** Your task **
Transcribe everything in the listing below exactly, except the pictures.

** Listed entries **
= Beginning of Section =

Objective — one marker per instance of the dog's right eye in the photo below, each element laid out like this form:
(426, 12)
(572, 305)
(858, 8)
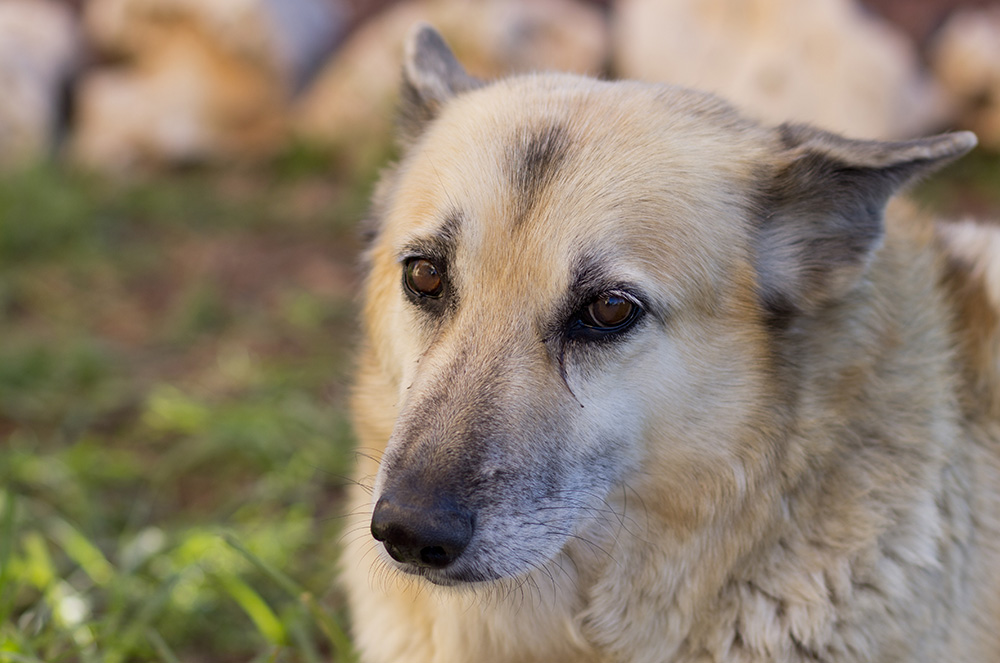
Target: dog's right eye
(423, 278)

= End of Section =

** Solution for this task **
Objective — one marker per instance of the dog's right eye in the photo below, each element laid out like this form:
(426, 12)
(572, 305)
(858, 8)
Target: dog's right eye
(423, 278)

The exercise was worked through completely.